Tea and a large ball of 'Ricicles', Ta Van

A Stroll Round the Village

After a while, Lynne emerged from her nap, Minh said he was going to help with the cooking and suggested we took a walk round the village. The village, indeed the whole valley, is criss-crossed by concrete paths about a metre wide. Most villages are inaccessible to four-wheeled vehicles but the paths provide motorcycle access almost everywhere.

Village house, Ta Van

Our circuit of the village followed a concrete path down through the houses and across the top of some rice terraces. Here a water buffalo blocked our path but despite their size and their horns they are docile beasts and it was easy to push it out of the way. We walked down to the river, below some terraces and then back up to the house.

Walking round Ta Van, Lynne about to show a buffalo who's boss

We walked down to the river, below some terraces and then back up to the house.

Below the rice terraces, Ta Van

On our return, Grandma was there to greet us and insist we finish the rice ball. She also produced a welcome bottle of beer each. A concrete outhouse at the side of the terrace contained not only a flush toilet, but a shower, so we made good use of it.

The Hmong Women, their Handicrafts and Sales Techniques

Ta Van has a number of homestays so there were several foreigners in the village, but by now walkers had stopped passing, so a group of Hmong women gathered outside our gate. It is sometimes said that much of their handicraft is actually made in factories in China, I cannot vouch for all of it, but market traders in Sa Pa had sowing machines behind their stalls to fill in quiet moments, and the women outside our gate were all busy sowing as they chatted. Whether or not there is a big enough market for this vast avalanche of bags, scarves and mobile phone covers I do not know, but the quality is good and the provenance of much of it is genuine enough.

A thirty-something American staying nearby came out to talk to them. The women were keen to extract some money from him, and although he made some purchases they wanted him to buy more, telling him how rich he was and how happy they would be to share some of his wealth. He ended up giving them a lecture, though how much they understood is debatable. ‘Money,’ he told them, ‘cannot buy happiness. It is far more important to have good health and to be surrounded by a loving family.’ He was, of course, right, but the argument is far easier to understand when you have ample money for your basic needs and a bit more besides.

Dinner and Rice Wine with Tuonz and his Family

Darkness fell about 6 o’clock. ‘Do you want to eat out there or in the kitchen with the family?’ Minh asked. The decision was simple, though it meant folding ourselves down on to tiny stools beside the low table – not an action that comes naturally to me.
..............................
Set exercise 1 –
Check each statement against the Ta Van account and answer yes or no, quoting the words that decide it. (a) The concrete paths in the valley are about a metre wide. (b) The outhouse beside the terrace held a flush toilet but no shower. (c) Darkness fell at about 8 o'clock.
Set exercise 2 –
Repeat the part of the Ta Van account between "After a while, Lynne" and "access almost everywhere.", inclusive.

Raw data –
..............................
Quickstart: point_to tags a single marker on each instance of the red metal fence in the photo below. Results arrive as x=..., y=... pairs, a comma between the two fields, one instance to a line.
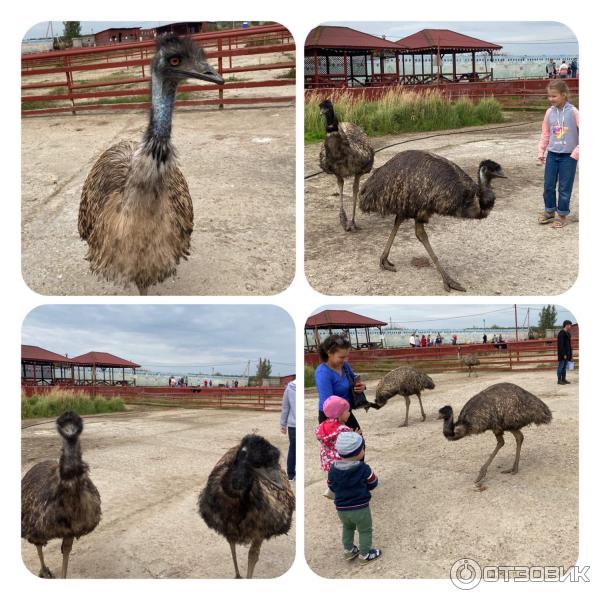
..............................
Exercise response 1 –
(a) Yes: "criss-crossed by concrete paths about a metre wide"
(b) No: "contained not only a flush toilet, but a shower"
(c) No: "Darkness fell about 6 o’clock."

Exercise response 2 –
After a while, Lynne emerged from her nap, Minh said he was going to help with the cooking and suggested we took a walk round the village. The village, indeed the whole valley, is criss-crossed by concrete paths about a metre wide. Most villages are inaccessible to four-wheeled vehicles but the paths provide motorcycle access almost everywhere.